### Problem requirements
Every entry must be set down exactly in the answer; no pictures should appear.

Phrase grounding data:
○ ○ ○

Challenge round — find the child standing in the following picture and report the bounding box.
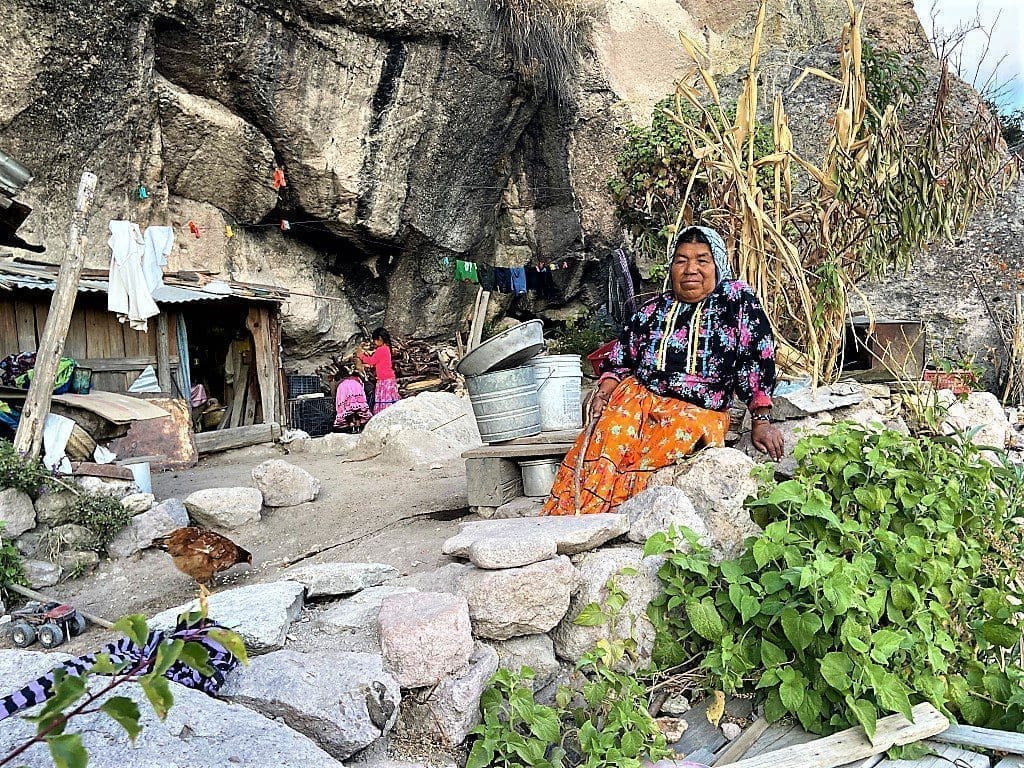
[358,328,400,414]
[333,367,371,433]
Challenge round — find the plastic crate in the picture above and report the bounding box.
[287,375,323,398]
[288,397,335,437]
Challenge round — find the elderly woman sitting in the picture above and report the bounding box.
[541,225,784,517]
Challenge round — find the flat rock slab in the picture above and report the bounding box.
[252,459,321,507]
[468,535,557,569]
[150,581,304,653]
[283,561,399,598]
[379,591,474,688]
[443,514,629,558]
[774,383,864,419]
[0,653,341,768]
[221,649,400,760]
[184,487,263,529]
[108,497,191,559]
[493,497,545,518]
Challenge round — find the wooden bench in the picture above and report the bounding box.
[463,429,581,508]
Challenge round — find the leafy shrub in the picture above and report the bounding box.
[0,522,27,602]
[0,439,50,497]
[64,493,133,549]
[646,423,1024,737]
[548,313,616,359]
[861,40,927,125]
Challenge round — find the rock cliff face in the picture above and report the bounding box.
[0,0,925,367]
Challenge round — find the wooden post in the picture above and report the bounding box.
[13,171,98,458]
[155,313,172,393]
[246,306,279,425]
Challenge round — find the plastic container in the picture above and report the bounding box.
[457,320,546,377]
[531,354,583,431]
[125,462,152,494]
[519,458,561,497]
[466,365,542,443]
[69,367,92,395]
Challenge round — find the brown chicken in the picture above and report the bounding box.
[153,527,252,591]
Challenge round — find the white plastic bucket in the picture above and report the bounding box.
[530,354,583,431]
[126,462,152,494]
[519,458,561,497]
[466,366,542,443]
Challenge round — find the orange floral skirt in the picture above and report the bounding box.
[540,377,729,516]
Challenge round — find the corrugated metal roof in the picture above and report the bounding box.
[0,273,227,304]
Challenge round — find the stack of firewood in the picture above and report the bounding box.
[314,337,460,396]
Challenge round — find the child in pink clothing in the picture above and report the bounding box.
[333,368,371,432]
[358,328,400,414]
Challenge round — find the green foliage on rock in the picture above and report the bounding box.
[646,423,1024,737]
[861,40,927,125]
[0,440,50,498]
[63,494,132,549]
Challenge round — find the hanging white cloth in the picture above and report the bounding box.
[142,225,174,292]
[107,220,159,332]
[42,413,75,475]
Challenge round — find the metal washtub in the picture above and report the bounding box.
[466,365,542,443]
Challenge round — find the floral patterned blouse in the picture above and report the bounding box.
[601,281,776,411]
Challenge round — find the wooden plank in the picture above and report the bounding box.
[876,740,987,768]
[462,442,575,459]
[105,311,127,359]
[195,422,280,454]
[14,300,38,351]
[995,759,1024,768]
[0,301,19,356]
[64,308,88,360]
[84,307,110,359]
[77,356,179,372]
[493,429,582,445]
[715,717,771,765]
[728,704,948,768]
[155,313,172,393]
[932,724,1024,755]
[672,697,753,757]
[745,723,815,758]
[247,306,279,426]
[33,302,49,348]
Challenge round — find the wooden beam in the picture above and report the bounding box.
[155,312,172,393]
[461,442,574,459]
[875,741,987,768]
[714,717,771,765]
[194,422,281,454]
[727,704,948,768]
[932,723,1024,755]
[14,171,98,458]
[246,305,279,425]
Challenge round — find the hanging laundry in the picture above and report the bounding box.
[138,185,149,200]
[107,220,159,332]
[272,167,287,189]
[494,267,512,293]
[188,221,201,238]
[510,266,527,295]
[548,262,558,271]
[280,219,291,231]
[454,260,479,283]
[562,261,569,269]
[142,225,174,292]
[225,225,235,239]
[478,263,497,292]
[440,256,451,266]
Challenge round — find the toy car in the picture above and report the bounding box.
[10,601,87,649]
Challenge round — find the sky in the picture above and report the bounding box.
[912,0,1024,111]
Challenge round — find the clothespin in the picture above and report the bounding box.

○ ○ ○

### Exercise response
Challenge round — find the child standing in the following picture and report the bounding box.
[358,328,400,414]
[333,367,371,433]
Challenge round — find the plastic crate in the picture above and report the bounding box.
[287,375,323,398]
[288,397,335,437]
Challenge round — find the elderly woman sitting in the picture above and report the bounding box.
[541,225,784,517]
Challenge round — find the flat rock slab in the picture above and report the bounding box.
[252,459,321,507]
[468,535,557,569]
[150,581,304,653]
[283,561,399,598]
[379,591,474,688]
[443,514,629,558]
[774,383,864,419]
[0,653,341,768]
[221,649,400,760]
[184,487,263,529]
[108,497,191,559]
[493,497,545,518]
Challenge round — find the wooden bench in the picture above and report the bounding box.
[463,429,581,508]
Challenge round — find the leafy shrub in the picture above and report the bounding box.
[0,522,27,602]
[0,439,50,497]
[64,493,133,549]
[646,423,1024,737]
[548,313,616,359]
[861,40,927,125]
Challenge round — find the rock cliff face in the picture above and report the bounding box.
[0,0,925,367]
Challenge round — find the wooden post in the picture above and report the bounding box.
[13,171,98,458]
[155,313,172,393]
[246,306,279,425]
Challenge round — find the plastic container in the picture above and report the bounding box.
[457,320,546,377]
[531,354,583,431]
[125,462,152,494]
[519,458,561,497]
[466,365,542,443]
[69,367,92,395]
Challenge round — find the brown chicken in the picture above and report the bounding box.
[153,527,252,591]
Challenge round — find the white plastic bucket in the picture above and report the bounding box.
[530,354,583,431]
[126,462,152,494]
[519,458,561,497]
[466,366,542,443]
Challenge round — find the orange floral skirt in the picture above and report the bounding box.
[540,377,729,516]
Challenge round — find the corrugated metal roof in the picture above and report the bounding box.
[0,273,227,304]
Challenge round — find the stack of firewood in the picture above and report the bounding box.
[314,337,460,396]
Challenge round — find the child in pink clothing in the picture above and report the bounding box.
[333,368,371,432]
[358,328,400,414]
Challenge round — find the green foliage on rock in the picture above and report the bounding box.
[646,423,1024,737]
[861,40,927,125]
[0,440,50,498]
[63,494,132,549]
Challenge round — find the hanging white cloth in the picture above and report the bounding box.
[142,225,174,292]
[107,220,159,332]
[42,413,75,475]
Challenge round — find the metal washtub in the picture above and report the bounding box.
[466,365,542,443]
Challenge round — find the floral patterned blouse in the picture above and report the bounding box.
[601,281,776,411]
Challenge round — find the wooden plank in the picture above and report the bounding box.
[876,740,987,768]
[462,442,575,459]
[105,311,127,359]
[195,422,280,454]
[14,300,38,351]
[995,759,1024,768]
[0,301,19,356]
[64,308,88,360]
[84,307,110,359]
[77,356,179,372]
[493,429,582,445]
[715,717,771,765]
[728,704,948,768]
[155,313,172,393]
[932,724,1024,755]
[672,697,753,757]
[745,723,815,758]
[247,306,279,426]
[33,302,49,348]
Challenge round — find the wooden beam in the picture above and report the bounding box.
[155,312,172,393]
[461,442,574,459]
[875,741,987,768]
[714,717,771,765]
[194,422,281,454]
[727,704,948,768]
[932,723,1024,755]
[14,171,98,458]
[246,305,279,425]
Challenge round — find the hanging laundry in the picture above and report the bounding box.
[138,185,149,200]
[107,220,159,332]
[272,167,287,189]
[494,267,512,293]
[188,221,201,238]
[510,266,527,295]
[548,262,558,271]
[280,219,291,231]
[454,260,479,283]
[562,261,569,269]
[142,225,174,292]
[225,225,235,239]
[478,263,497,292]
[440,256,451,266]
Challenge round — find the toy car in the picture above and report the bounding box.
[10,601,87,649]
Challenge round — find the sky in the picture above and report the bounding box.
[912,0,1024,111]
Challenge round — find the clothespin in the picture above and report the bounding box.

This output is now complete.